━━━ MATERIAL SUPPLIED ━━━

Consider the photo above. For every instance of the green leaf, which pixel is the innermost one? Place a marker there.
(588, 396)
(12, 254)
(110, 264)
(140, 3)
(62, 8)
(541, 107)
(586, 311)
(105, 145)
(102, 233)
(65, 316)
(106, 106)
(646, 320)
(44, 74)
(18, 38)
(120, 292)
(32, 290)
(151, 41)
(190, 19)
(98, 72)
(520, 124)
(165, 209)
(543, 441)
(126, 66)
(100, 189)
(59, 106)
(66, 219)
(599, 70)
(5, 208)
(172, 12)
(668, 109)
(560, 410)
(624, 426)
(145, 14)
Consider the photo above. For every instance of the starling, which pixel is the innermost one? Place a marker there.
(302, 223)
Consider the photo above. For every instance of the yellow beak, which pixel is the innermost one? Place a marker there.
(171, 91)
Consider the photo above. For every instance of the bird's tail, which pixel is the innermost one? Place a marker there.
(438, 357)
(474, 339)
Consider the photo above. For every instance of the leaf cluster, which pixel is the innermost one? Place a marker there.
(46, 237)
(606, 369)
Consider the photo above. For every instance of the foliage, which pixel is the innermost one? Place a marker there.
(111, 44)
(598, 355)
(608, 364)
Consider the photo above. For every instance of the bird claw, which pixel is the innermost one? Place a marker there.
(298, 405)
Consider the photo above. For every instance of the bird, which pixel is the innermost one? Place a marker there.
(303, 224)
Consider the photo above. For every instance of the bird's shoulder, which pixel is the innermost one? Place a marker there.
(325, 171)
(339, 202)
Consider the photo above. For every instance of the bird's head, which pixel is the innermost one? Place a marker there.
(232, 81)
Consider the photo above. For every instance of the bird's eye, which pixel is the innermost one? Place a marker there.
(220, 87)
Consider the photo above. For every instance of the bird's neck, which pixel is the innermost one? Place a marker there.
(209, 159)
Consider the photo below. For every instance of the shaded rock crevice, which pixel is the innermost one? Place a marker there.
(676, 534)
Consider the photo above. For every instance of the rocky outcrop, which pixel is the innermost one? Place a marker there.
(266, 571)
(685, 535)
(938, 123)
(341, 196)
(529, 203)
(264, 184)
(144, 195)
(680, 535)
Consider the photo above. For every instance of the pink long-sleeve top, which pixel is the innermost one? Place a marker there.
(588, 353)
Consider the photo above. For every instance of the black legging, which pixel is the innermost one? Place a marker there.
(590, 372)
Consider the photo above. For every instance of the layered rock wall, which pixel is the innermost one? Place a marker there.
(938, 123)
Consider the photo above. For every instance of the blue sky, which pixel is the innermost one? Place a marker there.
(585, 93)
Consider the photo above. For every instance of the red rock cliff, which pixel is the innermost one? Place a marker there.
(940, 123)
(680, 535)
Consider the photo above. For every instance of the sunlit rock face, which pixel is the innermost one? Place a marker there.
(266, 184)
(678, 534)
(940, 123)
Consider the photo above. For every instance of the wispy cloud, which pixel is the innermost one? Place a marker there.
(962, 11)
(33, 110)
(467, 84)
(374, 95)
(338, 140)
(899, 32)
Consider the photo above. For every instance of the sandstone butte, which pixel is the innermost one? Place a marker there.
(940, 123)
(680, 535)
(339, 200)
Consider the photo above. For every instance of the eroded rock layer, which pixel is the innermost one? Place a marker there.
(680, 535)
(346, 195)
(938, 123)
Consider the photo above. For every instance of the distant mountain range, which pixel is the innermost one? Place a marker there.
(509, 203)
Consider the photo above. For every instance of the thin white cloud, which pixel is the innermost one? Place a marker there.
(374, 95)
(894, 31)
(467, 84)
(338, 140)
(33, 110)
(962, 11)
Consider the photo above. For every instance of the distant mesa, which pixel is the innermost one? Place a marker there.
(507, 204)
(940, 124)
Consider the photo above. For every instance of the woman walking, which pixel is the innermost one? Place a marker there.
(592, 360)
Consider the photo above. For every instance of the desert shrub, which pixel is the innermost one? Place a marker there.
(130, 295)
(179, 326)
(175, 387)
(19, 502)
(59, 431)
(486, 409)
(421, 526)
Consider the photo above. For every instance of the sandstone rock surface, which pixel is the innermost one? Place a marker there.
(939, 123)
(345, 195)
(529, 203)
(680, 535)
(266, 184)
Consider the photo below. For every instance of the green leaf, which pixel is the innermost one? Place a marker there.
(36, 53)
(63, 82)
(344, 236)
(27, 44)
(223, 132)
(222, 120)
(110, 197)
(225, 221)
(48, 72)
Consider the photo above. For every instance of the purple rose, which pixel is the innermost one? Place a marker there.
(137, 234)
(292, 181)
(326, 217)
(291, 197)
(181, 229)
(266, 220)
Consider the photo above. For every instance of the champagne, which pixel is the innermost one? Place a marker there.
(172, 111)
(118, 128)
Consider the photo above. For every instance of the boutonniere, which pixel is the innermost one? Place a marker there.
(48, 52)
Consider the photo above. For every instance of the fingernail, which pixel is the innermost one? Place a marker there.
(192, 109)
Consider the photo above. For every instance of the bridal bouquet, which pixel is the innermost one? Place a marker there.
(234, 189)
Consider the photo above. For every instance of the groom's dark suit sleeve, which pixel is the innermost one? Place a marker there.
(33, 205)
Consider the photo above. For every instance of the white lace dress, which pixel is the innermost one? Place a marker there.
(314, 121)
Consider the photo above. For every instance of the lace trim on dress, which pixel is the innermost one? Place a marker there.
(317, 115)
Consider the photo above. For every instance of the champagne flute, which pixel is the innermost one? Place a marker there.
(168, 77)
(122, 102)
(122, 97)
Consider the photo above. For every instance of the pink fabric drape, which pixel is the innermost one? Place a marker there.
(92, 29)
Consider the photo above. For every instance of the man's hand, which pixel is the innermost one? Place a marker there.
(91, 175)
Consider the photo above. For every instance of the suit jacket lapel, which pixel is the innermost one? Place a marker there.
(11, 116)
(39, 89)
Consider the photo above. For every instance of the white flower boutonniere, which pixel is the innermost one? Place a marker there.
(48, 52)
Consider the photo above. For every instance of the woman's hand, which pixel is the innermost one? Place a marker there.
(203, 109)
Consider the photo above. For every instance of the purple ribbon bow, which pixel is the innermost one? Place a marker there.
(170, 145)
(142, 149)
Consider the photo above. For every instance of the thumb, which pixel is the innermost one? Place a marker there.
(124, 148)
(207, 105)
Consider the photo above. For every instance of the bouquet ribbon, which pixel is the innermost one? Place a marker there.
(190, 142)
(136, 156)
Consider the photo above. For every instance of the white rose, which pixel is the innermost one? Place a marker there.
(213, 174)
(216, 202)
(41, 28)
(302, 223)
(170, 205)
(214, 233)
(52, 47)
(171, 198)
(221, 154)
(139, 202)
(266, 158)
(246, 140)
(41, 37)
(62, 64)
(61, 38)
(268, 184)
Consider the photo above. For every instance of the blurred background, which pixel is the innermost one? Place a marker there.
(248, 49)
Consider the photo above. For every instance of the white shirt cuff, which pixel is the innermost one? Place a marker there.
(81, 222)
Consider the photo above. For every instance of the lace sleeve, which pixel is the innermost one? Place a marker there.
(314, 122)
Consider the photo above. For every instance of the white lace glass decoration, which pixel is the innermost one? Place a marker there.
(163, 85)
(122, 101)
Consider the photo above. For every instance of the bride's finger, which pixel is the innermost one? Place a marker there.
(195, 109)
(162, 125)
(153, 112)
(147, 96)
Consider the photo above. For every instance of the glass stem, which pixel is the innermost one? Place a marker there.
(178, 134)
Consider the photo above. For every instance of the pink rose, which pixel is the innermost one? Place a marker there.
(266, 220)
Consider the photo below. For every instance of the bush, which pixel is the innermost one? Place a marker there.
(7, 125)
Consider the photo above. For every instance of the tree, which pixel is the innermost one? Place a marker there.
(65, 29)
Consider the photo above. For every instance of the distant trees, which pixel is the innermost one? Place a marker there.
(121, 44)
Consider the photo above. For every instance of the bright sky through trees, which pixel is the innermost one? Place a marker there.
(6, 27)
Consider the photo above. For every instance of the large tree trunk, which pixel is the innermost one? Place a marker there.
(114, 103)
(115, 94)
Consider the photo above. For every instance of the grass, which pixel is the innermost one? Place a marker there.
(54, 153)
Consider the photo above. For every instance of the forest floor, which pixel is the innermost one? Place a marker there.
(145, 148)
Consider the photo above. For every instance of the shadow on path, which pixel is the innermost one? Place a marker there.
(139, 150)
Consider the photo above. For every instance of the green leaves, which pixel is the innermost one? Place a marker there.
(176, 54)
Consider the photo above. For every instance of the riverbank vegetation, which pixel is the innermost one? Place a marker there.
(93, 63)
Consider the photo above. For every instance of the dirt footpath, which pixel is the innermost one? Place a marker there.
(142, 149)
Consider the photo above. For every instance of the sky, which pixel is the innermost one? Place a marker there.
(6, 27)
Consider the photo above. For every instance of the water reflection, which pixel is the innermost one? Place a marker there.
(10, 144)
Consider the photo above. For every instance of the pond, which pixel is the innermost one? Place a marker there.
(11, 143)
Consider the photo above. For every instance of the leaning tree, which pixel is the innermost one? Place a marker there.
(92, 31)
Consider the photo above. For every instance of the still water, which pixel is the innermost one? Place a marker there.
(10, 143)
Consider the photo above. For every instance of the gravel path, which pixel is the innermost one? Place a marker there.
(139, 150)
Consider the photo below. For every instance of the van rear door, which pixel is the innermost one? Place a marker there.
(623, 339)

━━━

EXERCISE DETAILS => The required output is the span of lines from the one containing "Consider the photo above. For every instance of the forest" to the last line, reproduced character for character.

EXERCISE SOLUTION =>
Consider the photo above. For every instance of the forest floor, which pixel is the innermost one? Place a marker there.
(145, 148)
Consider the photo above. For every instance of the shadow on path, which pixel is the innermost one? Place a marker there.
(139, 150)
Consider the photo above. For every instance of the green leaves, which pixel is the innermost one? Place a marker there.
(176, 54)
Consider the photo above. For every instance of the riverbank vegetation, which pixel is the innermost one? Place a marker there.
(93, 63)
Consider the photo above. For every instance of the dirt footpath, which pixel is the innermost one? Place a marker there.
(142, 149)
Consider the photo above. For every instance of the sky, which pixel is the innermost one? Place a marker there.
(6, 27)
Consider the photo above. For every instance of the water reflection, which pixel is the innermost one? Place a marker there.
(10, 144)
Consider the photo above. For every instance of the pond, which pixel is the innermost one? Place a marker there.
(11, 143)
Consider the photo above. For every instance of the leaning tree, which pixel is the innermost one? Place a marker there.
(92, 31)
Consider the photo above. For every instance of the still water, which pixel is the innermost one? Place a marker there.
(10, 143)
Consider the photo above. For every instance of the gravel path, which pixel is the innermost one? Place a marker there.
(139, 150)
Consider the photo below. For every instance of the van rear door, which pixel is the innermost one? Place a marker there.
(623, 339)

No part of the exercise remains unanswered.